--- begin INFORMATION SUPPLIED ---
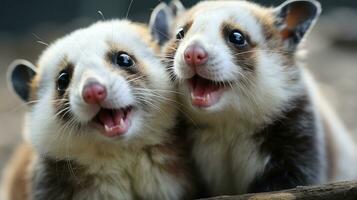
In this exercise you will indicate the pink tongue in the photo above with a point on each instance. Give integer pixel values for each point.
(204, 93)
(114, 122)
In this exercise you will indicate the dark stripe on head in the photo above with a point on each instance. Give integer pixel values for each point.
(62, 92)
(171, 48)
(244, 56)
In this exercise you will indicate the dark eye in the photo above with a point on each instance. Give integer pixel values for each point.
(180, 34)
(237, 38)
(123, 60)
(63, 81)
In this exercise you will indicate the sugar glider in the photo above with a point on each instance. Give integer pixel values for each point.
(258, 122)
(101, 120)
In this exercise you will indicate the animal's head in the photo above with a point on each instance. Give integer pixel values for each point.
(100, 85)
(239, 56)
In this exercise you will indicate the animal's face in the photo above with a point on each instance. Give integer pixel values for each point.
(103, 83)
(235, 55)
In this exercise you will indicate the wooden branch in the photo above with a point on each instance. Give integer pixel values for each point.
(333, 191)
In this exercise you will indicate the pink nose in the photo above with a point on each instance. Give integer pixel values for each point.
(94, 93)
(195, 55)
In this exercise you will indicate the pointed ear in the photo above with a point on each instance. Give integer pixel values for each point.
(160, 20)
(177, 7)
(20, 75)
(295, 18)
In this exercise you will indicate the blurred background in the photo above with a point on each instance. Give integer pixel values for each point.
(332, 45)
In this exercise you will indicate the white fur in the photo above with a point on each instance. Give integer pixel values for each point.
(223, 150)
(111, 161)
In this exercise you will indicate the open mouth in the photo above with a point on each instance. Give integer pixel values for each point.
(204, 92)
(115, 122)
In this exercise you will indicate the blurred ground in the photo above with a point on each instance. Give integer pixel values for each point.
(332, 58)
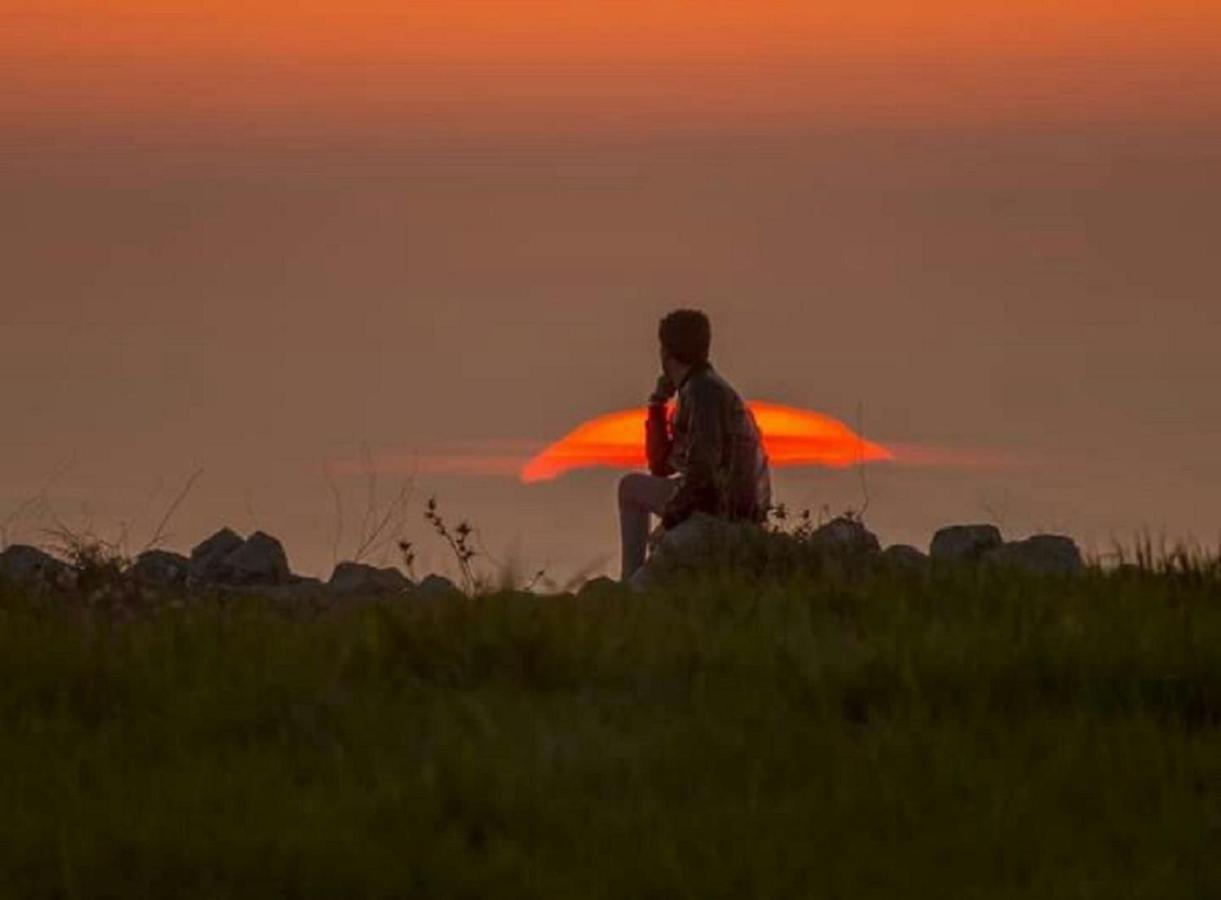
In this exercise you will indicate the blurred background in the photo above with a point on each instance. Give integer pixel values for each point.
(271, 242)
--- end INFORMATION SUPPLIED ---
Copy every item above word for word, leaving out the pictures.

◆ CORRECT RESPONSE ◆
In this exercise you will indicate the pink tongue in the photo above with a point on each instance. Give integer pixel values for each point.
(204, 93)
(114, 122)
In this exercise you will indicate the dark stripe on head in the photo above with a point on each instance. Give integer pixel values for each point.
(62, 92)
(171, 48)
(244, 56)
In this exercise you will indicate the dark eye in the photo above with a point on each instance. Give integer pixel values for each point.
(180, 34)
(237, 38)
(123, 60)
(63, 81)
In this exercise you will indicate the sugar glider in the photo above with a point on each instance. Give integer pixel values for each point.
(258, 122)
(101, 120)
In this exercise you will indicate the animal's head in the photo above with a point on each instance. Give integer pixel values for each point.
(100, 85)
(239, 56)
In this exercise you will indicate the animal's face in the photo above with a point on each instance. Give integer pixel values for each point.
(103, 83)
(235, 55)
In this exercise you will indicate the wooden branch in the photo above with a point on each instance. Give integer pixel values for each point.
(333, 191)
In this exercise you will indicate the pink nose in the photo above with a point on each instance. Give integer pixel values for each point.
(94, 93)
(195, 55)
In this exercise you will indicate the pointed ear in the photo above with a point on each instance. Give integer pixel values for each point.
(160, 20)
(177, 7)
(20, 75)
(295, 18)
In this exercise you will indicate the blurred background in the photo above with a point on each instance. Give integer pixel values for each point.
(332, 45)
In this exercise you will indicate the white fur in the photo above with a point on each instance. Give integer pixel values for each point.
(223, 150)
(111, 161)
In this exercise you will indicate the open mouth in the photo above with a point on each instance. Give integer pixel values for each point.
(204, 92)
(115, 122)
In this exercise you will indicate the blurred ground in the photo above with a point on each instance. Give integer pixel values for each point.
(332, 58)
In this exercise you will indicate the blurred background in the photo above with a point on each instance. Give integer pixel values for each point.
(271, 242)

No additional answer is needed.